» **INPUT FOR THIS TASK**:
# # # #

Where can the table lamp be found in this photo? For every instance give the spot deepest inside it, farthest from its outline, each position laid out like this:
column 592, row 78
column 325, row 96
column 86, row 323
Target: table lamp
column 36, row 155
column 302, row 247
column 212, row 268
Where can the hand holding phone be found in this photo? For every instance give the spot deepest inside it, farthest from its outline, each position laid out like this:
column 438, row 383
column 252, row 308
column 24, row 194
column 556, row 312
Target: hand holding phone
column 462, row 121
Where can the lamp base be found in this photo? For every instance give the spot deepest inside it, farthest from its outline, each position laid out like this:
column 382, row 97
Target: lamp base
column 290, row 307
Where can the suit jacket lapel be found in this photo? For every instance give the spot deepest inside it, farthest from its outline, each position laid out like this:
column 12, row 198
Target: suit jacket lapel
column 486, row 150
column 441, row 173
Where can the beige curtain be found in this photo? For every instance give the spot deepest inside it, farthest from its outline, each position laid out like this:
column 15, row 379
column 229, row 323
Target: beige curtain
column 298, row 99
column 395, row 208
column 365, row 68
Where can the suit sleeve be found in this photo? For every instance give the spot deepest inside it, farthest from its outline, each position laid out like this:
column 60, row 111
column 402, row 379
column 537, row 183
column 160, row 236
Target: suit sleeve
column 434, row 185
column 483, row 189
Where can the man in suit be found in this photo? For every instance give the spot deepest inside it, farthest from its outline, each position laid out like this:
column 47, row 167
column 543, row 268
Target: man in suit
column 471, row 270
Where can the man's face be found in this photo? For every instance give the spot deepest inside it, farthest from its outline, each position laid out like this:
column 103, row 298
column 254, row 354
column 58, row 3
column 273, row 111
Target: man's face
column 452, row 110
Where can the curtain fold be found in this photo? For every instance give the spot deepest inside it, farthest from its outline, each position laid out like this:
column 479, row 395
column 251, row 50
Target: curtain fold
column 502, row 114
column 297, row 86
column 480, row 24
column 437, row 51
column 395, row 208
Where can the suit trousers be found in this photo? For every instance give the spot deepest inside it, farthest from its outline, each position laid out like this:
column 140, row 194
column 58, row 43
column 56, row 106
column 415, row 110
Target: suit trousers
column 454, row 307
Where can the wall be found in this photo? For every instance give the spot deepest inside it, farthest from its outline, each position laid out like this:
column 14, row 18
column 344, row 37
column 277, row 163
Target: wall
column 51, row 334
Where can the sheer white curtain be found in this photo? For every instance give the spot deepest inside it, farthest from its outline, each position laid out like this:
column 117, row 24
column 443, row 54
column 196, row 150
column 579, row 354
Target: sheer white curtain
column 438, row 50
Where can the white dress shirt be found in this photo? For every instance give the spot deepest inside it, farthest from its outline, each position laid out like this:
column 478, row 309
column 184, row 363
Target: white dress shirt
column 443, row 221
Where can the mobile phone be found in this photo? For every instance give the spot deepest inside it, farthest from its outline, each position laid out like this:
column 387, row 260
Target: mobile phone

# # # #

» **EXERCISE BRIEF**: Return every line of the material exactly.

» **THE COMPLETED TASK**:
Where can the table lamp be found in this photo? For every instance give the spot deepest inside it, farthest from its outline, each position laid out like this:
column 592, row 78
column 325, row 96
column 86, row 323
Target: table lamp
column 36, row 155
column 302, row 247
column 212, row 268
Where can the hand holding phone be found in this photo? For every instance give the spot deepest inside it, farthest from its outline, each position laid out like this:
column 438, row 383
column 252, row 308
column 24, row 194
column 556, row 312
Target: hand holding phone
column 462, row 121
Where can the lamp base be found in this photo? For every instance give the spot deepest inside it, farthest from its outline, each position laid out like this:
column 382, row 97
Target: lamp base
column 290, row 307
Where can the suit jacket lapel be found in this photo? For every instance give the spot deepest inside it, farthest from its outline, each position laid out like this:
column 12, row 198
Target: suit jacket lapel
column 486, row 150
column 441, row 173
Where can the beige curtain be found in this photo? For every instance give the spot deepest inside it, farthest from its outline, each position laid out like this:
column 15, row 379
column 229, row 323
Target: beige curtain
column 298, row 99
column 395, row 208
column 365, row 68
Where can the suit sleeve be found in this photo? For every instance give the spot deepest inside it, farthest from its outline, each position laid out like this:
column 60, row 111
column 402, row 379
column 537, row 183
column 160, row 236
Target: suit sleeve
column 434, row 185
column 483, row 189
Where can the man in suit be found in this photo? For every instance give the spot deepest inside it, farthest from its outline, each position laid out like this:
column 47, row 167
column 543, row 268
Target: man in suit
column 471, row 270
Where can the man's face be found in this photo? For every instance give the spot deepest inside it, farthest from its outline, each position laid out like this:
column 103, row 298
column 254, row 354
column 58, row 3
column 273, row 111
Target: man's face
column 452, row 110
Where can the curtain fold be found in this photo? For every instance give the spot deepest inside it, farthest from its outline, each position laid out like this:
column 479, row 395
column 251, row 50
Target: curtain fold
column 502, row 114
column 297, row 86
column 480, row 24
column 437, row 51
column 395, row 208
Where can the suit trousers be found in this photo? For every instance give the spot deepest inside it, farthest from its outline, each position laid out like this:
column 140, row 194
column 58, row 43
column 56, row 106
column 415, row 110
Target: suit trousers
column 454, row 307
Where can the wall be found in this photo? For every instance give the spot deepest inside it, farthest from its outline, each position laid out like this:
column 14, row 18
column 344, row 37
column 277, row 163
Target: wall
column 51, row 334
Where can the sheer white curtain be found in this photo? For every instance give the spot deepest inside it, farthest from its outline, each position laid out like this:
column 117, row 24
column 443, row 54
column 196, row 150
column 579, row 354
Target: sheer white curtain
column 438, row 50
Where can the white dress shirt be found in this photo? For every instance give the spot deepest inside it, farthest from its outline, each position laid out like this:
column 478, row 309
column 184, row 363
Target: white dress shirt
column 443, row 221
Where can the mobile phone be found in this photo? For every instance give the spot deepest inside it, farthest from its outline, each position laid out like this:
column 387, row 260
Target: mobile phone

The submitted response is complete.